* _Assigned task_
The entries that follow should come back exactly, with no pictures among them.

== Recorded information ==

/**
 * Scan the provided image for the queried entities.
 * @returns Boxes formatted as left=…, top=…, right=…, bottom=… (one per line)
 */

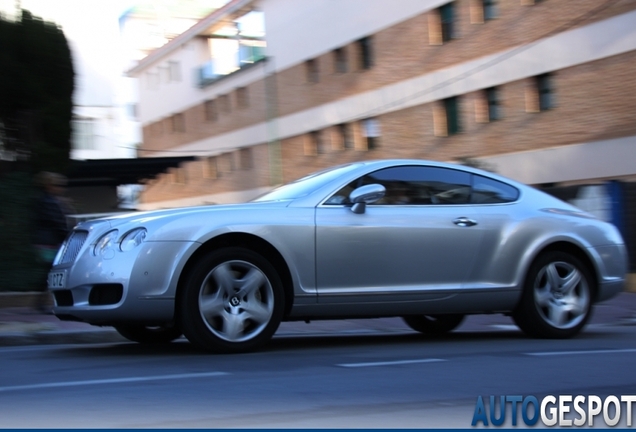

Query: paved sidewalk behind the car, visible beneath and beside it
left=0, top=292, right=636, bottom=347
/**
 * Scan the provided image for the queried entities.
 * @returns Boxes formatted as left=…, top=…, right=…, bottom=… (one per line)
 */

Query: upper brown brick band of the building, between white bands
left=141, top=0, right=636, bottom=156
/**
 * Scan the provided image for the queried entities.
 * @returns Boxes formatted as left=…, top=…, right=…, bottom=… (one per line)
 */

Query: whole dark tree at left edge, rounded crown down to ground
left=0, top=10, right=75, bottom=291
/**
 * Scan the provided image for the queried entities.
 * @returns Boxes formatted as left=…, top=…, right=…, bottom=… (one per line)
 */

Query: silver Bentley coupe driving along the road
left=48, top=160, right=627, bottom=353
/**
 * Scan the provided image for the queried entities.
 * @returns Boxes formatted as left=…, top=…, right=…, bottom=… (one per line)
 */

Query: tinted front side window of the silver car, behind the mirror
left=326, top=166, right=471, bottom=205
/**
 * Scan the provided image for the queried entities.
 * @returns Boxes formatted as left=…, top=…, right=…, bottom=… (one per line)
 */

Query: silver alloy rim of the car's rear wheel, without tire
left=534, top=261, right=591, bottom=329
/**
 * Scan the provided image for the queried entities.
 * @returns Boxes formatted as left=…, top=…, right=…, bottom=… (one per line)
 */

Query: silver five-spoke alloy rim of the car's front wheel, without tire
left=199, top=260, right=274, bottom=342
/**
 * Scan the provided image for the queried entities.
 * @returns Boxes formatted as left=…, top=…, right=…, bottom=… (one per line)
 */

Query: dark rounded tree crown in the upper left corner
left=0, top=10, right=75, bottom=172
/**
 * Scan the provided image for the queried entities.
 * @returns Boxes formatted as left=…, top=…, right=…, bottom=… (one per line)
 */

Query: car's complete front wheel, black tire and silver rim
left=179, top=247, right=285, bottom=353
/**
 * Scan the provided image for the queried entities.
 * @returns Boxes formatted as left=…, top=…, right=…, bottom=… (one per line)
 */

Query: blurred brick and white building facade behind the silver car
left=129, top=0, right=636, bottom=209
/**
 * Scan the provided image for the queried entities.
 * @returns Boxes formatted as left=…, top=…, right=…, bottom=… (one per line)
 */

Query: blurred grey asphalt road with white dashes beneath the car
left=0, top=323, right=636, bottom=428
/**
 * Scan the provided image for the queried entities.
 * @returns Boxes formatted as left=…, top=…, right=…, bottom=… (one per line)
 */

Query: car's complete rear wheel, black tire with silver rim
left=512, top=251, right=594, bottom=339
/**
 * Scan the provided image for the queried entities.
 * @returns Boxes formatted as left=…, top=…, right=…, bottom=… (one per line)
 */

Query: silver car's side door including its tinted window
left=316, top=166, right=483, bottom=303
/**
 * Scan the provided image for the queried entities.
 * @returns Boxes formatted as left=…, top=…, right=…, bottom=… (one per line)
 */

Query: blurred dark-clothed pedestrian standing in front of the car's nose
left=33, top=171, right=70, bottom=313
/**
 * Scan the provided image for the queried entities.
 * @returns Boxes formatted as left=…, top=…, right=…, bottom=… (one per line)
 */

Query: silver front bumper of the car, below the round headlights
left=49, top=241, right=196, bottom=325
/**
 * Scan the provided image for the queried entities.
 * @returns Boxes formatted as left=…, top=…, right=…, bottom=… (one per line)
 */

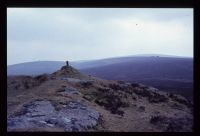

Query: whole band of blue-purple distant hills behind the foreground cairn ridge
left=7, top=54, right=193, bottom=99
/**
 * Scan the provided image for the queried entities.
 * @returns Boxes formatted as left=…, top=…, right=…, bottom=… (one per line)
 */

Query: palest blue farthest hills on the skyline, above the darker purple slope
left=7, top=54, right=192, bottom=75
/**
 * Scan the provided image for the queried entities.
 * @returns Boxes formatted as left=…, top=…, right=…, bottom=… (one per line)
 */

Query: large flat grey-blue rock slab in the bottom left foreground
left=7, top=101, right=100, bottom=131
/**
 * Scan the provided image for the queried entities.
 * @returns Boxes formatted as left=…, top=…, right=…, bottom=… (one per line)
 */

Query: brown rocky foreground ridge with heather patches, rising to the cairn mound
left=7, top=66, right=193, bottom=132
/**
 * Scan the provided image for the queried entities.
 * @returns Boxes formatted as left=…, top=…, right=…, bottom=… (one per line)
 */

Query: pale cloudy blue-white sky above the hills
left=7, top=8, right=193, bottom=65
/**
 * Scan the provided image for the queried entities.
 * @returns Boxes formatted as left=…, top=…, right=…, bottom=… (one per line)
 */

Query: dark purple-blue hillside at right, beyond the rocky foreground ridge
left=81, top=57, right=193, bottom=99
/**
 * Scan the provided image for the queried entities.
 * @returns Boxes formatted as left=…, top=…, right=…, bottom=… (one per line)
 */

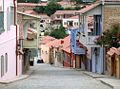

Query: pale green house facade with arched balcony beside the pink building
left=17, top=11, right=40, bottom=73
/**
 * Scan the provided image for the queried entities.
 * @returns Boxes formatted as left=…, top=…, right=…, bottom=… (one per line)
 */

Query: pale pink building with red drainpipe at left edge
left=0, top=0, right=22, bottom=82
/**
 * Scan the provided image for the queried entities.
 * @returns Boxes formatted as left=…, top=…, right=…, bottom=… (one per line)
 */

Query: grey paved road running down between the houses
left=0, top=64, right=111, bottom=89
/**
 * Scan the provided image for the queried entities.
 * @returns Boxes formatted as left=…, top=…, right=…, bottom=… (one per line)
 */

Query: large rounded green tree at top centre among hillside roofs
left=44, top=1, right=63, bottom=16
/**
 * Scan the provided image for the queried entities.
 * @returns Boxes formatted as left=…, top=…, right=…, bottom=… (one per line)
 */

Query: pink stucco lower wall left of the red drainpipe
left=0, top=27, right=16, bottom=80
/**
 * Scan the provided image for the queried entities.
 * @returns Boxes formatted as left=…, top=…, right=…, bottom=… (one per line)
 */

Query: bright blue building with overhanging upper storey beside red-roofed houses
left=69, top=28, right=87, bottom=69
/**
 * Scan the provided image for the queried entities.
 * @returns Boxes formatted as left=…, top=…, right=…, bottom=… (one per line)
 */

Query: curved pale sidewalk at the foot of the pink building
left=0, top=69, right=34, bottom=84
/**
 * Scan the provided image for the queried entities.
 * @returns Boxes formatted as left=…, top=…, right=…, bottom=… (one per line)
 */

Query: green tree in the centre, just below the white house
left=50, top=26, right=67, bottom=39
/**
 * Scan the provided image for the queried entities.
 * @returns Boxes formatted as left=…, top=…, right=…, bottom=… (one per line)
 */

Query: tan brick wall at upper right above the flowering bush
left=103, top=5, right=120, bottom=31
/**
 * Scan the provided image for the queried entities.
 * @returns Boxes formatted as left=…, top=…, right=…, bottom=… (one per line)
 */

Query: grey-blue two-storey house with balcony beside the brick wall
left=77, top=2, right=104, bottom=74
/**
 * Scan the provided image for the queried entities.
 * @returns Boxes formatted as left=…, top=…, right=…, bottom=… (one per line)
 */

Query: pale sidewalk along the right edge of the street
left=84, top=71, right=120, bottom=89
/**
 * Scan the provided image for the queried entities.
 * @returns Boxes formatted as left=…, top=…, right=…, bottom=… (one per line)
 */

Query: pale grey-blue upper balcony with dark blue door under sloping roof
left=80, top=15, right=102, bottom=47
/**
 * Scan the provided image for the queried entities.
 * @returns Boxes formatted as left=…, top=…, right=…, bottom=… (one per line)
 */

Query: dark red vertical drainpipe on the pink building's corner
left=13, top=0, right=18, bottom=76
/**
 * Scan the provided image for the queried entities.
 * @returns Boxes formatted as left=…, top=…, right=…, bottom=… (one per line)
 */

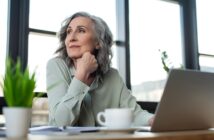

===

* _Worked solution_
/**
 * Scan the provided image for the queried entities.
 * @returns Boxes formatted as left=…, top=…, right=…, bottom=… (one per line)
 */


Query: paved sidewalk behind the car, visible beneath and beside it
left=0, top=292, right=636, bottom=347
/**
 * Scan the provided image for the queried entities.
 * @returns Boxes formatted as left=…, top=…, right=…, bottom=… (one per line)
 */

Query: upper brown brick band of the building, between white bands
left=141, top=0, right=636, bottom=156
/**
 * Scan the provided image for the queried entities.
 * @returns Boxes formatted as left=…, top=…, right=…, bottom=… (one per line)
 */

Query: whole dark tree at left edge, rounded crown down to ground
left=0, top=10, right=75, bottom=291
/**
 * Scan the provided image for the queried entities.
 * @returns Boxes formatted as left=…, top=…, right=…, bottom=… (one per line)
 */

Query: silver Bentley coupe driving along the road
left=48, top=160, right=627, bottom=353
/**
 * Scan the provided image for the queried entities.
 * @returns Boxes formatted as left=…, top=…, right=…, bottom=… (one per line)
 */

Query: tinted front side window of the silver car, behind the mirror
left=326, top=166, right=471, bottom=205
/**
 * Scan the provided image for the queried entities.
 * @returns Boxes formatted as left=…, top=…, right=…, bottom=… (one per line)
 */

Query: silver alloy rim of the car's rear wheel, without tire
left=534, top=261, right=591, bottom=329
/**
 * Scan the provided image for the queried entities.
 * @returns Boxes formatted as left=…, top=…, right=…, bottom=… (one per line)
 */

Query: silver five-spoke alloy rim of the car's front wheel, without tire
left=199, top=260, right=274, bottom=342
/**
 * Scan the provided image for the queried entities.
 * @returns Boxes formatted as left=…, top=…, right=…, bottom=… (one per line)
 */

Query: dark rounded tree crown in the upper left corner
left=0, top=10, right=75, bottom=172
/**
 * Scan the provided image for the queried entities.
 * @returns Boxes formatted as left=…, top=…, right=…, bottom=… (one per line)
 */

Query: car's complete front wheel, black tire and silver rim
left=179, top=247, right=285, bottom=353
/**
 * Scan the provided image for the queried entities.
 * @returns Boxes formatted as left=…, top=…, right=…, bottom=… (one per line)
 */

Query: blurred brick and white building facade behind the silver car
left=129, top=0, right=636, bottom=209
/**
 * Scan the provided image for the queried entities.
 * @returns Boxes formatted as left=…, top=…, right=…, bottom=… (one per line)
 */

Query: blurred grey asphalt road with white dashes beneath the car
left=0, top=323, right=636, bottom=428
/**
 * Scan the provided image for the queried entities.
 * @returns Boxes formatted as left=…, top=…, right=…, bottom=… (one per line)
 */

Query: car's complete rear wheel, black tire with silver rim
left=512, top=251, right=594, bottom=339
/**
 * Scan the provided image for the queried entities.
 * @returns Boxes formatted as left=…, top=…, right=…, bottom=… (one per line)
 */

Query: silver car's side door including its tinted window
left=316, top=166, right=483, bottom=303
/**
 * Scan the provided image for the queried entities.
 * @returns Boxes formatted as left=…, top=…, right=…, bottom=… (one per line)
 */

Query: blurred dark-clothed pedestrian standing in front of the car's nose
left=33, top=171, right=70, bottom=313
/**
 * Scan the provided image for the queried entities.
 * @returns Boxes formatted as left=…, top=…, right=…, bottom=… (one per line)
 */

Query: silver front bumper of the car, below the round headlights
left=49, top=241, right=196, bottom=325
/**
 * Scan the provided image for the queried entities.
 * @returns Boxes formatted as left=…, top=…, right=…, bottom=… (one per line)
 */


Query: whole band of blue-purple distant hills behind the foreground cairn ridge
left=7, top=54, right=193, bottom=99
/**
 * Scan the provided image for the queried entities.
 * @returns Boxes formatted as left=…, top=…, right=…, bottom=… (one per line)
 */

Query: palest blue farthest hills on the skyline, above the darker purple slope
left=7, top=54, right=192, bottom=75
/**
 * Scan the provided image for the queried entities.
 * @returns Boxes formatted as left=…, top=…, right=…, bottom=… (one per line)
 */

Query: large flat grey-blue rock slab in the bottom left foreground
left=7, top=101, right=100, bottom=131
/**
 * Scan the provided image for the queried entities.
 * @returns Boxes formatted as left=…, top=…, right=…, bottom=… (one per line)
 */

Query: brown rocky foreground ridge with heather patches, rising to the cairn mound
left=7, top=66, right=193, bottom=132
/**
 * Scan the provided image for the queried entities.
 * @returns Boxes formatted as left=…, top=…, right=…, bottom=… (one per line)
 */

Query: pale cloudy blue-white sky above the hills
left=7, top=8, right=193, bottom=65
/**
 * Scan the provided image for the queried entities.
 * @returns Boxes formatted as left=…, top=…, right=…, bottom=… (one per line)
 */

Query: dark purple-blue hillside at right, beyond the rocky foreground ridge
left=81, top=57, right=193, bottom=99
/**
 * Scan the provided image for the queried entities.
 * @returns Boxes formatted as left=…, top=…, right=…, bottom=… (one per line)
 */


Query: pale green house facade with arched balcony beside the pink building
left=17, top=11, right=40, bottom=73
/**
 * Scan the provided image for the queried entities.
 * @returns Boxes formatted as left=…, top=…, right=…, bottom=… (one per line)
 */

Query: pale pink building with red drainpipe at left edge
left=0, top=0, right=22, bottom=82
/**
 * Scan the provided image for the queried entities.
 * @returns Boxes formatted as left=…, top=…, right=…, bottom=… (one per line)
 */

Query: grey paved road running down between the houses
left=0, top=64, right=111, bottom=89
/**
 * Scan the provided image for the queried entities.
 * @returns Boxes formatted as left=…, top=…, right=…, bottom=… (one per line)
 */

Query: large rounded green tree at top centre among hillside roofs
left=44, top=1, right=63, bottom=16
/**
 * Scan the provided image for the queried entities.
 * @returns Boxes formatted as left=…, top=…, right=…, bottom=… (one per line)
 */

Query: pink stucco lower wall left of the red drainpipe
left=0, top=27, right=16, bottom=80
/**
 * Scan the provided image for the queried entities.
 * @returns Boxes formatted as left=…, top=…, right=…, bottom=… (one per line)
 */

Query: bright blue building with overhanging upper storey beside red-roofed houses
left=69, top=28, right=87, bottom=69
/**
 * Scan the provided image for the queried entities.
 * @returns Boxes formatted as left=…, top=…, right=…, bottom=… (one per line)
 */

Query: curved pale sidewalk at the foot of the pink building
left=0, top=69, right=34, bottom=84
/**
 * Scan the provided image for the queried entities.
 * @returns Boxes formatted as left=…, top=…, right=…, bottom=… (one per line)
 */

Query: green tree in the centre, just below the white house
left=50, top=26, right=67, bottom=39
/**
 * Scan the provided image for the queried entities.
 * @returns Boxes formatted as left=…, top=…, right=…, bottom=… (one per line)
 */

Query: tan brick wall at upper right above the flowering bush
left=103, top=5, right=120, bottom=31
/**
 * Scan the provided image for the queried entities.
 * @returns Boxes formatted as left=…, top=…, right=…, bottom=… (one per line)
 */

Query: grey-blue two-storey house with balcony beside the brick wall
left=77, top=2, right=104, bottom=74
/**
 * Scan the provided image for the queried entities.
 * @returns Boxes formatted as left=…, top=…, right=…, bottom=… (one per line)
 */

Query: pale sidewalk along the right edge of the street
left=84, top=71, right=120, bottom=89
/**
 * Scan the provided image for the queried entities.
 * @returns Boxes formatted as left=…, top=…, right=…, bottom=… (one per line)
 */

Query: pale grey-blue upper balcony with dark blue door under sloping roof
left=80, top=15, right=102, bottom=47
/**
 * Scan the provided image for the queried entities.
 * @returns Boxes formatted as left=…, top=…, right=…, bottom=… (one per line)
 */

Query: dark red vertical drainpipe on the pink building's corner
left=13, top=0, right=18, bottom=76
/**
 * Scan the provided image for the queried entities.
 * @returns Boxes formatted as left=…, top=…, right=…, bottom=… (one per line)
 */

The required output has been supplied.